Extrait proposé:
━━━━━━━━━━

#10 - La chica del gas

Barcelone n’est pas comme je l’avais imaginée. Bondée, bruyante et sans trêve. Quoi qu’il arrive, jamais une trêve. En sortant le matin à l’heure de pointe, on a l’impression d’avoir été englouti par la bête. (…)

 

Récentes révélations

  • Le divin n’agit jamais seul. 

  • L’entropie de l’univers ne peut qu’augmenter — Principe fondamental de thermodynamique. Appliqué ? Après une journée entière à faire le ménage, il suffit d’un crayon posé sur une table pour que tout soit à refaire. Autrement dit: le désordre appelle le désordre (il en va de même pour le mal). 

  • Trouve un travail qui ne te coûte pas. 

  • Répare les choses au moment où elle se casse. 

  • Fais de ton intérieur un endroit où tu as plaisir à vivre. 

  • Achète une plante. 

  • Choisis un livre. 

El gas… ! Lectura del gas!”

Je commence toujours ma journée sur les toits. Ça m’aide à rester loin du sol et comme j’ai toujours du mal à démarrer — pour être honnête, je devrais dire: comme j’ai toujours du mal à croire que c’est ça que je fais maintenant, la lecture du gaz — je prends mon temps pour regarder la vue avant de plonger dans la cohue.

Barcelone n’est pas comme je l’avais imaginée. Bondée, bruyante et sans trêve. Quoi qu’il arrive, jamais une trêve. En sortant le matin à l’heure de pointe, on a l’impression d’avoir été englouti par la bête.

Jonas au cœur de la tempête.

J’avais cru pouvoir trouver ici ce que je n’ai pas eu le courage de chercher en moi-même. Autrement dit, je suis tombée de haut quand, arrivée en Terre Promise, j’ai compris qu’être moi ne serait pas suffisant pour qu’on me donne des papiers, un travail et un numéro de sécurité sociale.

━━━━━━━━━━

Énoncé 1:
D'après l'extrait, pourquoi la journée commence-t-elle toujours sur les toits ? Répondez en une à trois phrases.
Énoncé 2:
Dans l'extrait, quel travail la personne qui raconte fait-elle maintenant ?

Données fournies:

━━━━━━━━━━

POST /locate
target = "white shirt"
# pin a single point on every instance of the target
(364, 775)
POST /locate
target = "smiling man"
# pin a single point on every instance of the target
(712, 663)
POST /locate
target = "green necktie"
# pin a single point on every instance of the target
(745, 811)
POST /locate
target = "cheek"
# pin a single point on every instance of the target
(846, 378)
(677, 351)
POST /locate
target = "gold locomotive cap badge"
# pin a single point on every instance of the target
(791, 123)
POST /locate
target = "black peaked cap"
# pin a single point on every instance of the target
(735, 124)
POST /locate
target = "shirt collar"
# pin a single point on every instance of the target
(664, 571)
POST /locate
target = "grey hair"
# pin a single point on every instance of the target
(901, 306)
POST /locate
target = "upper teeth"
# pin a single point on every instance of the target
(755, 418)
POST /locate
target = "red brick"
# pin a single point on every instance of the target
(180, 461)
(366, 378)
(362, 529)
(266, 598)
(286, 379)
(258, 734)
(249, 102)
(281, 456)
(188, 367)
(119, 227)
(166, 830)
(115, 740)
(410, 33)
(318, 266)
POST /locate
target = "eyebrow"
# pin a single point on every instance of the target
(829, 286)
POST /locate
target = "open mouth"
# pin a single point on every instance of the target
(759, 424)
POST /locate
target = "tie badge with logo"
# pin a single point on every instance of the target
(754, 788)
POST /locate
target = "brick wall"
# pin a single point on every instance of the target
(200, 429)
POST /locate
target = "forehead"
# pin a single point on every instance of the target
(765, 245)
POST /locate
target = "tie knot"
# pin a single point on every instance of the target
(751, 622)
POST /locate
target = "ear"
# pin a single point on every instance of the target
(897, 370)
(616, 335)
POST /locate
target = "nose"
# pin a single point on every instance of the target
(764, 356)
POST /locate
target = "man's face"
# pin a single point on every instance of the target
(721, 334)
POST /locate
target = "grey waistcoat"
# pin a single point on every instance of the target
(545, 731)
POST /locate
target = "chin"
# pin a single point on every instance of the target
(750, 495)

━━━━━━━━━━

Réponse complète 1:
Commencer sur les toits aide la personne qui raconte à rester loin du sol. Comme elle a toujours du mal à démarrer, et surtout à croire que son travail est désormais la lecture du gaz, elle prend son temps pour regarder la vue avant de plonger dans la cohue.

Réponse complète 2:
Elle fait la lecture du gaz.